++++ Dataset
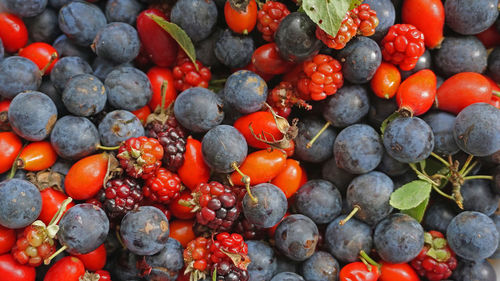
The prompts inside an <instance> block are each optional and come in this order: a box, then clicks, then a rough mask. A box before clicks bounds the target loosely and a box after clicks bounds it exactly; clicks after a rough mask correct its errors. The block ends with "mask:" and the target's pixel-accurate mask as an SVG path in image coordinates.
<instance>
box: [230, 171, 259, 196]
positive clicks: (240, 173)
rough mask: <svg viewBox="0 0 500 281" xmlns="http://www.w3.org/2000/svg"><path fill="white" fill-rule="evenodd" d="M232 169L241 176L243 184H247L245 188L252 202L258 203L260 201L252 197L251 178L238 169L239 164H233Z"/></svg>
mask: <svg viewBox="0 0 500 281" xmlns="http://www.w3.org/2000/svg"><path fill="white" fill-rule="evenodd" d="M231 167H232V168H233V169H234V170H235V171H236V172H237V173H238V174H240V176H241V182H242V183H244V184H245V188H246V190H247V194H248V196H250V199H252V202H254V203H256V204H257V203H258V202H259V200H258V199H257V198H256V197H254V196H253V195H252V192H251V191H250V177H249V176H247V175H245V174H243V172H242V171H241V170H240V169H239V168H238V164H237V163H236V162H233V164H231Z"/></svg>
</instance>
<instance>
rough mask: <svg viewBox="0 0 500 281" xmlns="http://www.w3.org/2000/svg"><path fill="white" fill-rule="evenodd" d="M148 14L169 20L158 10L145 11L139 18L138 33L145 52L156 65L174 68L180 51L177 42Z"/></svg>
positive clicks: (139, 15)
mask: <svg viewBox="0 0 500 281" xmlns="http://www.w3.org/2000/svg"><path fill="white" fill-rule="evenodd" d="M148 14H153V15H156V16H159V17H162V18H164V19H166V20H169V19H168V18H167V17H166V16H165V14H163V13H162V12H161V11H160V10H157V9H148V10H144V11H142V12H141V13H140V14H139V16H137V32H138V33H139V38H140V39H141V43H142V45H143V46H144V50H145V51H146V53H147V54H148V55H149V56H150V58H151V61H153V63H155V64H156V65H158V66H162V67H169V66H172V64H173V63H174V62H175V59H176V58H177V51H178V49H179V47H178V45H177V42H176V41H175V40H174V39H173V38H172V37H171V36H170V35H169V34H168V33H167V32H166V31H165V30H163V29H162V28H161V27H160V26H159V25H158V24H156V22H154V21H153V20H152V19H151V18H150V17H149V16H148Z"/></svg>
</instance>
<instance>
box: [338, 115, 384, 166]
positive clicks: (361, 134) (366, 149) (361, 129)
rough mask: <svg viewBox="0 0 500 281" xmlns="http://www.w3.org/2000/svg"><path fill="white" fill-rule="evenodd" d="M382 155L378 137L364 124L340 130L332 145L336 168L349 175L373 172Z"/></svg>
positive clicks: (381, 149)
mask: <svg viewBox="0 0 500 281" xmlns="http://www.w3.org/2000/svg"><path fill="white" fill-rule="evenodd" d="M383 154H384V147H383V146H382V142H381V140H380V135H379V134H378V133H377V132H376V131H375V129H373V128H372V127H370V126H369V125H364V124H355V125H351V126H349V127H347V128H345V129H344V130H342V131H341V132H340V133H339V134H338V136H337V138H336V139H335V143H334V145H333V155H334V156H335V160H336V161H337V166H338V167H340V168H342V169H344V170H346V171H348V172H349V173H351V174H364V173H367V172H370V171H372V170H374V169H375V168H377V166H378V164H379V163H380V161H381V160H382V156H383Z"/></svg>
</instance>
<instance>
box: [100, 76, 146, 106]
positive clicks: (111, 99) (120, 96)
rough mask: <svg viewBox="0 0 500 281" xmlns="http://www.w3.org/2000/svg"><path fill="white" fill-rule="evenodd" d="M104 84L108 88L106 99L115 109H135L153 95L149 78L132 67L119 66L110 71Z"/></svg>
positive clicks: (141, 105) (145, 103)
mask: <svg viewBox="0 0 500 281" xmlns="http://www.w3.org/2000/svg"><path fill="white" fill-rule="evenodd" d="M104 85H105V86H106V88H107V89H108V101H109V104H111V105H112V106H113V107H115V108H117V109H125V110H129V111H134V110H137V109H139V108H141V107H144V106H145V105H146V104H148V102H149V100H151V97H152V96H153V90H152V88H151V83H150V82H149V78H148V77H147V76H146V74H144V72H142V71H140V70H139V69H137V68H134V67H129V66H125V67H119V68H117V69H115V70H113V71H111V72H110V73H109V74H108V76H107V77H106V80H105V81H104Z"/></svg>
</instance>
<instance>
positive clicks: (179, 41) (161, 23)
mask: <svg viewBox="0 0 500 281" xmlns="http://www.w3.org/2000/svg"><path fill="white" fill-rule="evenodd" d="M147 15H148V17H150V18H151V19H152V20H153V21H154V22H156V23H157V24H158V25H159V26H160V27H161V28H163V30H165V31H166V32H167V33H168V34H170V36H172V38H174V40H175V41H177V43H178V44H179V46H180V47H181V48H182V50H184V52H185V53H186V55H187V56H188V57H189V59H190V60H191V61H192V62H193V63H194V65H195V66H196V67H198V66H197V64H196V50H195V49H194V45H193V42H192V41H191V38H189V36H188V35H187V34H186V32H185V31H184V30H182V28H180V27H179V26H178V25H177V24H175V23H172V22H169V21H167V20H166V19H164V18H162V17H159V16H157V15H153V14H147Z"/></svg>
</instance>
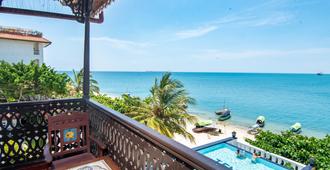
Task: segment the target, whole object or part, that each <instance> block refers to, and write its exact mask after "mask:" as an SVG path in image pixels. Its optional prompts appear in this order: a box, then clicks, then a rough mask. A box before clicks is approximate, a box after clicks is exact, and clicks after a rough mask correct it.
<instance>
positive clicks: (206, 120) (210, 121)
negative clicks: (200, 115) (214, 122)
mask: <svg viewBox="0 0 330 170" xmlns="http://www.w3.org/2000/svg"><path fill="white" fill-rule="evenodd" d="M212 123H213V121H212V120H200V121H198V122H196V123H195V126H196V127H204V126H209V125H211V124H212Z"/></svg>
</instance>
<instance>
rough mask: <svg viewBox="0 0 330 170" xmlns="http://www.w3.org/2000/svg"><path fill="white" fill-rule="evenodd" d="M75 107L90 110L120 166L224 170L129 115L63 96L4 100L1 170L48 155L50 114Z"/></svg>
mask: <svg viewBox="0 0 330 170" xmlns="http://www.w3.org/2000/svg"><path fill="white" fill-rule="evenodd" d="M70 111H87V112H88V113H89V114H90V130H91V133H92V134H93V135H94V136H95V137H97V138H98V139H99V140H101V141H102V142H103V143H104V144H106V146H107V152H106V155H108V156H110V157H111V158H112V159H113V160H114V161H115V162H116V163H117V164H118V165H119V167H121V169H128V170H131V169H148V170H149V169H153V170H157V169H159V170H162V169H225V167H223V166H221V165H220V164H218V163H216V162H215V161H212V160H211V159H209V158H207V157H205V156H203V155H200V154H199V153H197V152H195V151H193V150H192V149H190V148H187V147H185V146H183V145H181V144H179V143H177V142H175V141H173V140H171V139H168V138H167V137H165V136H163V135H160V134H158V133H156V132H155V131H153V130H152V129H150V128H148V127H146V126H145V125H142V124H140V123H138V122H136V121H134V120H132V119H130V118H128V117H126V116H125V115H123V114H121V113H118V112H116V111H114V110H111V109H109V108H107V107H105V106H103V105H101V104H99V103H97V102H94V101H90V100H88V101H85V100H83V99H63V100H50V101H40V102H22V103H10V104H0V120H1V124H0V169H1V167H8V166H9V167H10V166H11V167H15V166H16V165H18V164H22V163H23V164H28V163H33V162H37V161H39V160H41V159H43V148H44V146H45V144H46V142H47V117H48V116H52V115H55V114H59V113H65V112H70Z"/></svg>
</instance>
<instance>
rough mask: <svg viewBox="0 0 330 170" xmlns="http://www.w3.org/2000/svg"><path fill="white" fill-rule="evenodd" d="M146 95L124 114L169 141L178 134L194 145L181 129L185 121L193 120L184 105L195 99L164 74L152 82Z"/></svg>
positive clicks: (190, 138) (170, 76) (168, 76)
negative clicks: (161, 77) (141, 99)
mask: <svg viewBox="0 0 330 170" xmlns="http://www.w3.org/2000/svg"><path fill="white" fill-rule="evenodd" d="M150 93H151V95H150V96H149V97H148V98H146V99H145V100H144V102H142V104H141V105H140V106H138V107H136V108H134V109H132V110H134V111H132V112H130V113H127V115H128V116H130V117H132V118H133V119H135V120H137V121H139V122H140V123H143V124H145V125H147V126H148V127H150V128H152V129H154V130H156V131H158V132H159V133H161V134H163V135H165V136H168V137H169V138H173V137H174V134H179V135H182V136H184V137H185V138H188V139H189V140H190V141H191V142H194V137H193V136H192V135H191V134H190V133H189V132H187V131H186V129H185V128H186V125H187V122H190V123H194V122H195V121H196V117H194V116H192V115H190V114H188V112H187V108H188V104H194V103H195V100H194V99H193V98H191V97H189V96H188V93H187V91H186V90H185V89H184V86H183V84H182V83H181V82H180V81H178V80H175V79H172V78H171V73H165V74H164V75H163V76H162V78H161V80H160V81H158V80H157V79H155V83H154V85H153V87H152V88H151V90H150Z"/></svg>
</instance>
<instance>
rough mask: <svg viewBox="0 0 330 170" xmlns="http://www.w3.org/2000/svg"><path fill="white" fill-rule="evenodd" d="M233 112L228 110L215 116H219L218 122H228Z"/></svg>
mask: <svg viewBox="0 0 330 170" xmlns="http://www.w3.org/2000/svg"><path fill="white" fill-rule="evenodd" d="M230 113H231V111H230V110H229V109H227V108H225V109H222V110H219V111H216V112H215V114H217V115H219V117H218V120H219V121H224V120H227V119H229V118H230V117H231V114H230Z"/></svg>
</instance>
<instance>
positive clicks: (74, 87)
mask: <svg viewBox="0 0 330 170" xmlns="http://www.w3.org/2000/svg"><path fill="white" fill-rule="evenodd" d="M72 72H73V78H71V83H70V86H71V93H73V94H75V95H78V96H81V95H82V92H83V77H84V69H81V70H80V71H79V72H76V71H75V70H72ZM89 88H90V92H91V94H92V95H97V94H99V93H100V88H99V87H98V82H97V81H96V80H94V79H93V76H92V75H90V87H89Z"/></svg>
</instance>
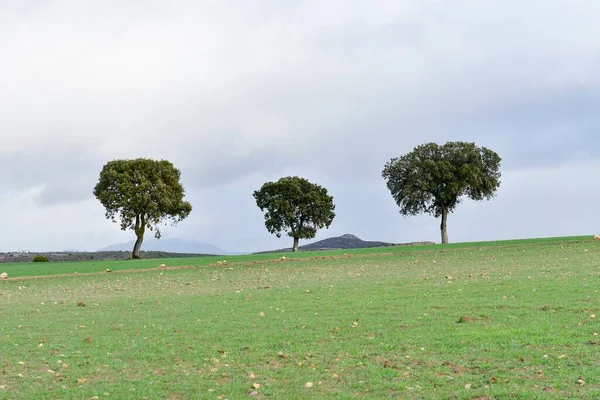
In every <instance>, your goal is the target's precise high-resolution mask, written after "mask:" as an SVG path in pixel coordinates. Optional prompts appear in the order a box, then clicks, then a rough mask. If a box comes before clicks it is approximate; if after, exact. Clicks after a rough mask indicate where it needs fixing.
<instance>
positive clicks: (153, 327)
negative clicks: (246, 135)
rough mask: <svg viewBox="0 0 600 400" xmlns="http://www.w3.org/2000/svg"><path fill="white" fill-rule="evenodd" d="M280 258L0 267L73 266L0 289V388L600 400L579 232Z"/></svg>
mask: <svg viewBox="0 0 600 400" xmlns="http://www.w3.org/2000/svg"><path fill="white" fill-rule="evenodd" d="M344 253H346V254H347V255H346V256H344ZM285 255H286V257H288V259H289V260H287V261H285V262H272V261H273V260H276V259H278V258H279V257H280V255H276V254H267V255H260V256H239V257H228V258H227V261H228V263H227V264H228V265H221V266H216V265H209V264H214V263H216V261H217V260H219V259H218V258H207V259H205V258H201V259H200V258H199V259H189V260H188V259H186V260H181V259H179V260H167V261H164V260H139V261H128V262H124V261H123V262H117V263H115V262H112V263H101V262H96V263H64V264H58V263H56V264H54V265H53V264H52V263H51V264H49V265H43V266H39V265H33V264H27V265H23V264H21V265H17V264H10V265H2V268H4V267H5V266H6V267H7V268H12V269H10V270H9V271H12V272H8V271H7V272H8V273H9V275H10V276H17V275H21V276H26V275H28V276H32V275H46V274H49V273H60V274H67V273H72V272H76V271H77V272H78V273H79V274H80V275H78V276H55V277H48V278H45V279H14V280H7V281H2V282H0V306H1V311H0V316H1V324H0V398H11V399H30V398H36V399H65V398H76V399H86V398H93V397H94V396H97V397H98V398H100V399H130V398H133V399H142V398H148V399H164V398H166V399H191V398H194V399H196V398H198V399H219V398H220V399H240V398H276V399H304V398H314V399H320V398H339V399H351V398H402V399H420V398H425V399H448V398H456V399H476V398H480V399H485V398H487V399H536V398H539V399H547V398H548V399H564V398H574V399H575V398H576V399H597V398H600V336H597V334H598V333H600V326H599V324H598V319H597V318H592V316H593V315H598V318H600V294H599V293H598V288H599V286H600V285H599V284H600V243H599V242H593V241H591V240H589V237H579V238H558V239H556V238H555V239H537V240H525V241H504V242H486V243H465V244H455V245H449V246H444V247H441V246H438V245H433V246H414V247H395V248H384V249H376V250H374V249H369V250H360V251H346V252H319V253H313V252H310V253H309V252H307V253H299V254H293V255H292V254H285ZM163 262H164V263H165V264H167V265H177V264H180V265H188V266H194V268H189V269H170V270H164V271H162V270H155V269H152V270H151V269H148V268H152V267H156V266H157V265H158V264H160V263H163ZM72 268H74V269H75V270H73V269H72ZM106 268H111V269H112V270H113V271H114V272H113V273H106V272H104V273H102V271H104V270H105V269H106ZM119 269H121V270H128V269H140V271H137V272H135V273H134V272H125V271H118V270H119ZM144 269H145V270H144ZM86 272H100V273H97V274H91V275H81V274H83V273H86ZM78 303H85V306H82V305H83V304H80V306H78ZM49 370H50V371H52V372H48V371H49ZM580 378H581V379H582V380H583V381H584V383H583V384H581V383H578V380H579V379H580ZM78 379H79V381H78ZM307 382H311V383H313V386H312V388H305V384H306V383H307ZM253 384H258V385H260V387H258V388H257V389H255V388H252V385H253ZM466 385H467V386H466ZM469 385H470V386H469ZM252 391H255V392H257V396H249V394H250V393H251V392H252Z"/></svg>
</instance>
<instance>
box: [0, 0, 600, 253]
mask: <svg viewBox="0 0 600 400" xmlns="http://www.w3.org/2000/svg"><path fill="white" fill-rule="evenodd" d="M598 15H600V2H598V1H597V0H478V1H475V0H471V1H467V0H455V1H449V0H448V1H444V0H403V1H399V0H390V1H388V0H371V1H360V0H345V1H344V0H327V1H323V0H296V1H282V0H253V1H247V0H188V1H183V0H182V1H176V0H174V1H168V2H167V1H158V0H156V1H138V0H135V1H134V0H131V1H125V0H114V1H112V0H101V1H100V0H99V1H91V0H90V1H79V0H71V1H23V2H20V1H8V0H0V224H1V226H2V229H1V230H0V251H10V250H32V251H34V250H38V251H41V250H65V249H78V250H96V249H98V248H101V247H104V246H107V245H110V244H113V243H118V242H124V241H128V240H130V239H133V234H132V233H131V232H121V231H120V230H119V227H118V225H117V224H114V223H111V222H110V221H107V220H106V219H105V218H104V210H103V208H102V206H101V205H100V203H99V202H98V201H97V200H96V199H95V198H94V196H93V194H92V190H93V187H94V185H95V184H96V181H97V179H98V174H99V172H100V170H101V168H102V166H103V164H104V163H105V162H107V161H109V160H112V159H116V158H135V157H152V158H164V159H168V160H171V161H172V162H173V163H174V164H175V166H176V167H178V168H179V169H180V170H181V172H182V180H183V183H184V185H185V187H186V190H187V199H188V200H189V201H191V202H192V205H193V207H194V210H193V212H192V214H191V215H190V217H189V218H188V219H187V220H185V221H184V222H182V223H181V224H180V225H179V226H178V227H177V228H166V229H165V230H164V235H163V237H166V238H187V239H193V240H200V241H205V242H209V243H212V244H214V245H217V246H219V247H222V248H225V249H227V250H229V251H255V250H266V249H271V248H276V247H284V246H289V245H291V241H290V240H289V239H287V238H282V239H277V238H275V237H274V236H272V235H270V234H269V233H268V232H267V231H266V229H265V228H264V224H263V216H262V214H261V212H260V210H259V209H258V208H257V207H256V204H255V202H254V199H253V197H252V192H253V191H254V190H255V189H258V188H259V187H260V186H261V185H262V183H264V182H265V181H269V180H276V179H278V178H280V177H282V176H287V175H299V176H303V177H306V178H308V179H309V180H311V181H313V182H316V183H319V184H321V185H323V186H325V187H327V188H328V189H329V191H330V193H331V194H332V195H333V196H334V199H335V203H336V206H337V207H336V213H337V217H336V219H335V221H334V223H333V225H332V226H331V228H330V229H329V230H324V231H321V232H319V234H318V236H317V239H321V238H325V237H329V236H333V235H340V234H344V233H353V234H355V235H357V236H359V237H361V238H363V239H366V240H384V241H392V242H406V241H415V240H432V241H439V221H438V220H436V219H434V218H433V217H430V216H418V217H411V218H404V217H402V216H401V215H399V213H398V208H397V206H396V205H395V203H394V201H393V199H392V197H391V195H390V194H389V192H388V191H387V189H386V187H385V182H384V181H383V179H382V178H381V170H382V169H383V165H384V164H385V162H386V161H388V160H389V159H390V158H392V157H397V156H400V155H402V154H404V153H406V152H409V151H410V150H412V149H413V148H414V147H415V146H417V145H419V144H422V143H425V142H429V141H435V142H438V143H443V142H445V141H449V140H465V141H475V142H476V143H477V144H478V145H481V146H486V147H490V148H491V149H493V150H495V151H497V152H498V153H499V154H500V156H501V157H502V159H503V162H502V184H501V187H500V189H499V191H498V196H497V198H496V199H494V200H492V201H490V202H483V203H474V202H465V203H463V204H462V205H461V206H460V207H459V208H458V209H457V210H456V212H455V213H454V214H452V215H451V216H450V217H449V221H448V227H449V235H450V241H473V240H491V239H505V238H516V237H540V236H559V235H560V236H562V235H576V234H593V233H600V213H599V212H598V210H599V208H598V195H599V194H600V111H599V110H600V74H599V73H598V71H600V24H598Z"/></svg>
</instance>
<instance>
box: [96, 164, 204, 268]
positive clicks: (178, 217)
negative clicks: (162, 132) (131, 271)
mask: <svg viewBox="0 0 600 400" xmlns="http://www.w3.org/2000/svg"><path fill="white" fill-rule="evenodd" d="M179 178H180V172H179V170H178V169H176V168H175V167H174V166H173V164H172V163H171V162H169V161H166V160H160V161H156V160H151V159H146V158H138V159H135V160H114V161H110V162H108V163H107V164H106V165H105V166H104V168H103V169H102V171H101V172H100V179H99V180H98V183H97V184H96V187H95V188H94V195H95V196H96V198H97V199H98V200H99V201H100V202H101V203H102V205H103V206H104V207H105V208H106V218H108V219H111V220H112V221H113V222H117V219H119V220H120V224H121V229H122V230H127V229H131V230H133V231H134V232H135V234H136V237H137V241H136V244H135V247H134V250H133V252H132V257H133V258H139V255H140V248H141V244H142V241H143V237H144V233H145V230H146V229H149V230H150V231H154V232H155V237H156V238H160V229H159V227H158V225H159V224H160V223H161V222H163V221H164V220H165V219H170V220H171V222H172V224H173V225H176V224H177V223H178V222H180V221H181V220H183V219H184V218H186V217H187V216H188V215H189V214H190V212H191V211H192V205H191V204H190V203H189V202H187V201H184V200H183V197H184V194H185V190H184V188H183V186H182V185H181V183H180V181H179Z"/></svg>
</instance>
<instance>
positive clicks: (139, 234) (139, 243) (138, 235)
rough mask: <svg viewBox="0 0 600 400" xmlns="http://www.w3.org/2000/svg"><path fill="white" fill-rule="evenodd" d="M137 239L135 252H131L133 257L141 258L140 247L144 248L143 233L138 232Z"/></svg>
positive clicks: (135, 258)
mask: <svg viewBox="0 0 600 400" xmlns="http://www.w3.org/2000/svg"><path fill="white" fill-rule="evenodd" d="M136 235H137V240H136V241H135V245H134V246H133V252H132V253H131V258H133V259H138V258H140V249H141V248H142V242H143V241H144V234H143V233H140V234H138V233H136Z"/></svg>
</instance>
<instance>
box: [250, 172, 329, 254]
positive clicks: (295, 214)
mask: <svg viewBox="0 0 600 400" xmlns="http://www.w3.org/2000/svg"><path fill="white" fill-rule="evenodd" d="M254 198H255V199H256V205H257V206H258V207H259V208H260V209H261V211H265V210H266V213H265V226H266V227H267V230H268V231H269V232H270V233H274V234H275V235H277V237H281V233H282V232H287V234H288V236H290V237H292V238H294V246H293V251H297V250H298V240H299V239H312V238H314V237H315V235H316V234H317V230H318V229H321V228H324V227H325V228H329V226H330V225H331V222H332V221H333V219H334V218H335V213H334V212H333V211H334V209H335V205H334V204H333V197H332V196H330V195H329V194H328V193H327V189H325V188H324V187H322V186H319V185H317V184H314V183H311V182H309V181H308V180H306V179H304V178H300V177H297V176H289V177H285V178H281V179H279V180H278V181H277V182H266V183H265V184H264V185H263V186H262V187H261V188H260V190H256V191H255V192H254Z"/></svg>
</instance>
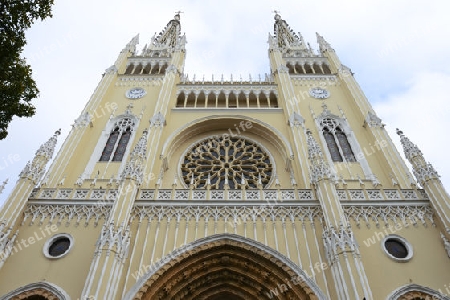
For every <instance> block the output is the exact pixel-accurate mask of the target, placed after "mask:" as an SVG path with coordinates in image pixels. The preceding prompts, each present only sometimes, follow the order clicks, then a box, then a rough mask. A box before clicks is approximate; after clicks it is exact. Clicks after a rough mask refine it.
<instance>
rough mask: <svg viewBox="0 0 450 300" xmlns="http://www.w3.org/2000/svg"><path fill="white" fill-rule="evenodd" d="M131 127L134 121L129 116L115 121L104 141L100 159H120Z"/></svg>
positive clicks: (129, 139)
mask: <svg viewBox="0 0 450 300" xmlns="http://www.w3.org/2000/svg"><path fill="white" fill-rule="evenodd" d="M133 128H134V122H133V121H132V120H131V119H129V118H123V119H121V120H119V121H117V122H116V123H115V124H114V126H113V129H112V130H111V133H110V134H109V137H108V140H107V141H106V145H105V148H104V149H103V152H102V155H101V157H100V161H122V158H123V155H124V154H125V151H126V149H127V145H128V142H129V141H130V137H131V133H132V131H133Z"/></svg>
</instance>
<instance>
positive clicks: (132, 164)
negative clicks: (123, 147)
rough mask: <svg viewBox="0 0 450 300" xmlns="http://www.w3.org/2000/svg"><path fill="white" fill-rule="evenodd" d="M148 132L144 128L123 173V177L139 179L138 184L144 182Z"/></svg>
mask: <svg viewBox="0 0 450 300" xmlns="http://www.w3.org/2000/svg"><path fill="white" fill-rule="evenodd" d="M147 134H148V131H147V130H144V132H143V134H142V137H141V138H140V139H139V141H138V142H137V144H136V146H134V149H133V151H132V152H131V154H130V160H129V161H128V162H127V164H126V165H125V169H124V170H123V172H122V174H121V179H122V180H123V179H125V178H131V179H134V180H136V181H137V183H138V184H141V183H142V180H143V176H144V164H145V159H146V155H147Z"/></svg>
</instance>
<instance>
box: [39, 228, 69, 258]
mask: <svg viewBox="0 0 450 300" xmlns="http://www.w3.org/2000/svg"><path fill="white" fill-rule="evenodd" d="M72 247H73V238H72V236H71V235H69V234H64V233H61V234H57V235H54V236H53V237H51V238H50V239H48V240H47V242H45V245H44V255H45V257H47V258H50V259H55V258H61V257H63V256H65V255H66V254H67V253H69V251H70V250H71V248H72Z"/></svg>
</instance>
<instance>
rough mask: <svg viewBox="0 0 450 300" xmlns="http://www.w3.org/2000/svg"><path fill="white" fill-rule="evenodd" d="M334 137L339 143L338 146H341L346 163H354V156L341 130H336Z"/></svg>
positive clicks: (351, 147) (347, 141)
mask: <svg viewBox="0 0 450 300" xmlns="http://www.w3.org/2000/svg"><path fill="white" fill-rule="evenodd" d="M336 137H337V139H338V141H339V146H341V149H342V152H343V153H344V157H345V159H346V160H347V161H351V162H355V161H356V159H355V156H354V155H353V151H352V147H351V146H350V143H349V142H348V138H347V136H346V135H345V133H343V132H342V130H341V128H339V127H338V128H336Z"/></svg>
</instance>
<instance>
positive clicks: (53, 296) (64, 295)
mask: <svg viewBox="0 0 450 300" xmlns="http://www.w3.org/2000/svg"><path fill="white" fill-rule="evenodd" d="M30 296H42V297H45V298H46V299H49V300H70V297H69V295H68V294H67V293H66V292H65V291H64V290H63V289H61V288H60V287H58V286H57V285H55V284H52V283H48V282H36V283H31V284H28V285H26V286H23V287H20V288H18V289H16V290H14V291H12V292H9V293H8V294H6V295H4V296H1V297H0V300H19V299H26V298H27V297H30Z"/></svg>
++++++++
What lines in the entries above include the string "order"? Return each one.

The prompts inside an <instance> block are each optional and come in this order: a box, then clicks, then a rough mask. A box before clicks bounds the target loosely and a box after clicks bounds it exactly; clicks after a rough mask correct its errors. The block ends with "mask:" and the target's pixel-accurate mask as an SVG path in image coordinates.
Task: segment the target, whole object or part, that each <instance> block refers to, and write its exact mask after "mask:" as an SVG path in image pixels. Its optional prompts appear in this order: a box, then clicks, then a rough mask. A box before clicks is approximate, a box after clicks is exact, and clicks after a rough mask correct it.
In every <instance>, your goal is the target's precise high-resolution mask, written after "mask:" as an SVG path in pixel coordinates. Optional prompts appear in the order a box, then clicks, then a rough mask. If a box comes before clicks it is approximate; if after, exact. Clicks after a rough mask indicate where it needs fixing.
For every <instance> block the output is the exact pixel-accurate mask of the target, placed after "mask:" as an SVG path with coordinates in image pixels. The preceding prompts, each present only sometimes, follow the order clicks, then a box, then a rough mask. A box before clicks is approximate; after clicks it is exact. Clicks after a rough mask refine it.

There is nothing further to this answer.